## Instructions for the task
Reproduce the following records exactly from the line containing "For the benchmark, mark each instance of the overcast" onward, ending with the last line and including it.

## Record set
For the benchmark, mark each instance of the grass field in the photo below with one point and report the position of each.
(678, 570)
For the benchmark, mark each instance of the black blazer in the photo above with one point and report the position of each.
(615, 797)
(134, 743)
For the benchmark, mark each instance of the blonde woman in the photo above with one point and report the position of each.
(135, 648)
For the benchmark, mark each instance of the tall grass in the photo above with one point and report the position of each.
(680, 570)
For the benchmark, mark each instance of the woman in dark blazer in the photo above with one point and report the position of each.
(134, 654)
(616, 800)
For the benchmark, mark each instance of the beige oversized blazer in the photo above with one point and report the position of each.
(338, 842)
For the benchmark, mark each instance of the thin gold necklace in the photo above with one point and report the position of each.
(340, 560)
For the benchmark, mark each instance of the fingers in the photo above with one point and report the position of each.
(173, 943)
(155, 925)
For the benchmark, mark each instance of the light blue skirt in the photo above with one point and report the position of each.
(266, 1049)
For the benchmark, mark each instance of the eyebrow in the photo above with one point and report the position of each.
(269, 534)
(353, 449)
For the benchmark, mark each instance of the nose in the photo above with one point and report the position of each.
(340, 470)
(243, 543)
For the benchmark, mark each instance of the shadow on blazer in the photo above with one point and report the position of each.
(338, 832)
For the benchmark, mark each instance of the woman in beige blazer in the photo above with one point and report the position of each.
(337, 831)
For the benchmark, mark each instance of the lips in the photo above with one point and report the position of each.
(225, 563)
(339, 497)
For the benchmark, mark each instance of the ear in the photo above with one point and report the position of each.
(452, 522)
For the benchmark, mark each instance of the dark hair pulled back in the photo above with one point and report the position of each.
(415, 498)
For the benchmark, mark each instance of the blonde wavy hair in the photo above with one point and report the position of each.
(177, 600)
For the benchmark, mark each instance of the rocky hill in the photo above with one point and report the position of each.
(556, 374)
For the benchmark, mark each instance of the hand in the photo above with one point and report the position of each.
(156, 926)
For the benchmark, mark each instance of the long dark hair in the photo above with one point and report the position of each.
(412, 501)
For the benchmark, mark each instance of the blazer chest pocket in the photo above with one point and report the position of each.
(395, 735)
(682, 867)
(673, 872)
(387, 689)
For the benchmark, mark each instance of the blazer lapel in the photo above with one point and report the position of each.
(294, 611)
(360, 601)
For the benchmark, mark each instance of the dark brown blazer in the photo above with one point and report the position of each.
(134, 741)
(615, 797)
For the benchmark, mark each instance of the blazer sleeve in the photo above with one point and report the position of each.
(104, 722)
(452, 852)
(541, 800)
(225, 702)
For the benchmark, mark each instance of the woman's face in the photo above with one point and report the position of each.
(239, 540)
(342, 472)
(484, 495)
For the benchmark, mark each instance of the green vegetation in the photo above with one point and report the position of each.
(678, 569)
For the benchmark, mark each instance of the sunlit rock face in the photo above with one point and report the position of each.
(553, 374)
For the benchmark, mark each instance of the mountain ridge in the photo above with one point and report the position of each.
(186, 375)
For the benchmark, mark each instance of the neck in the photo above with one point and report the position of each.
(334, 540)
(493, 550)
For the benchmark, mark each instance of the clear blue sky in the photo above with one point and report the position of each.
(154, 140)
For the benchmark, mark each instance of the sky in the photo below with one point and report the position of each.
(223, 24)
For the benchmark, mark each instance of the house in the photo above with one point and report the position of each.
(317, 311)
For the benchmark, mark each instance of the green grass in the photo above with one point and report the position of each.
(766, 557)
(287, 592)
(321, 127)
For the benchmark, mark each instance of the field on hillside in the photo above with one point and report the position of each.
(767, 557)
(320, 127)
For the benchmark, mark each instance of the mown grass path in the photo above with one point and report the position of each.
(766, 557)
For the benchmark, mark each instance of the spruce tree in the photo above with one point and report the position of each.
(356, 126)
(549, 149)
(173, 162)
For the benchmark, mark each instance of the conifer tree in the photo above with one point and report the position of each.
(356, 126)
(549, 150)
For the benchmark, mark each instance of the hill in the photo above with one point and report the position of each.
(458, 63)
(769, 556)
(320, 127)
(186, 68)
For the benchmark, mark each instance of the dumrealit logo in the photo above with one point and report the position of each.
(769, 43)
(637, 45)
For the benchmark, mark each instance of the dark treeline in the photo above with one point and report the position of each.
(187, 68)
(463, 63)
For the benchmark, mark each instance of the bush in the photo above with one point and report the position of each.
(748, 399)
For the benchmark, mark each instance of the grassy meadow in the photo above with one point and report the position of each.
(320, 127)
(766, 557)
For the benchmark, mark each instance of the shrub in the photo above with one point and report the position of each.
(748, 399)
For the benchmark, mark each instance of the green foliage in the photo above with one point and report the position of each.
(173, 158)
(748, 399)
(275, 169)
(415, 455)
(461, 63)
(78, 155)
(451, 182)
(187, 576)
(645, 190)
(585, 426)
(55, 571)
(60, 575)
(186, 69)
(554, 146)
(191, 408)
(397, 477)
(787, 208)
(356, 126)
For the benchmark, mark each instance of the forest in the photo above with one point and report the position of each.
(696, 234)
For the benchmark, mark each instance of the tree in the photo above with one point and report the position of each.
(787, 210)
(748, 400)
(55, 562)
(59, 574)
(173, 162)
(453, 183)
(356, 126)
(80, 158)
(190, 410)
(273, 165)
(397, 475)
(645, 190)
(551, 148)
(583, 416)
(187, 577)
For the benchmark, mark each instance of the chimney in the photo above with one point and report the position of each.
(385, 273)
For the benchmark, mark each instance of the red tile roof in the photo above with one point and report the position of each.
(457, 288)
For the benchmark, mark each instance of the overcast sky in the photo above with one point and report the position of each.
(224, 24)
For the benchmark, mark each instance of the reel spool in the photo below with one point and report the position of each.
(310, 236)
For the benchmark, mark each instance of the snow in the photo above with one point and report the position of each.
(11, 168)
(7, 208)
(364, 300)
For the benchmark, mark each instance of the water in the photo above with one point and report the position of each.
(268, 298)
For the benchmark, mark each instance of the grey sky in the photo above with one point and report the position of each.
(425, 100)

## Output of the exercise
For the benchmark, mark each instance of the overcast sky in the photo above with one point and report the position of each.
(224, 24)
For the benchmark, mark each instance of the reel spool in the photo below with one point and report the position of each.
(310, 236)
For the benchmark, mark each instance of the snow in the photo above with one point and report the position of each.
(11, 168)
(7, 208)
(364, 300)
For the benchmark, mark each instance of the water in the photo above with one point and report the position of each.
(268, 298)
For the benchmark, mark each instance of the grey sky in the photo above with one point and report the position of each.
(425, 100)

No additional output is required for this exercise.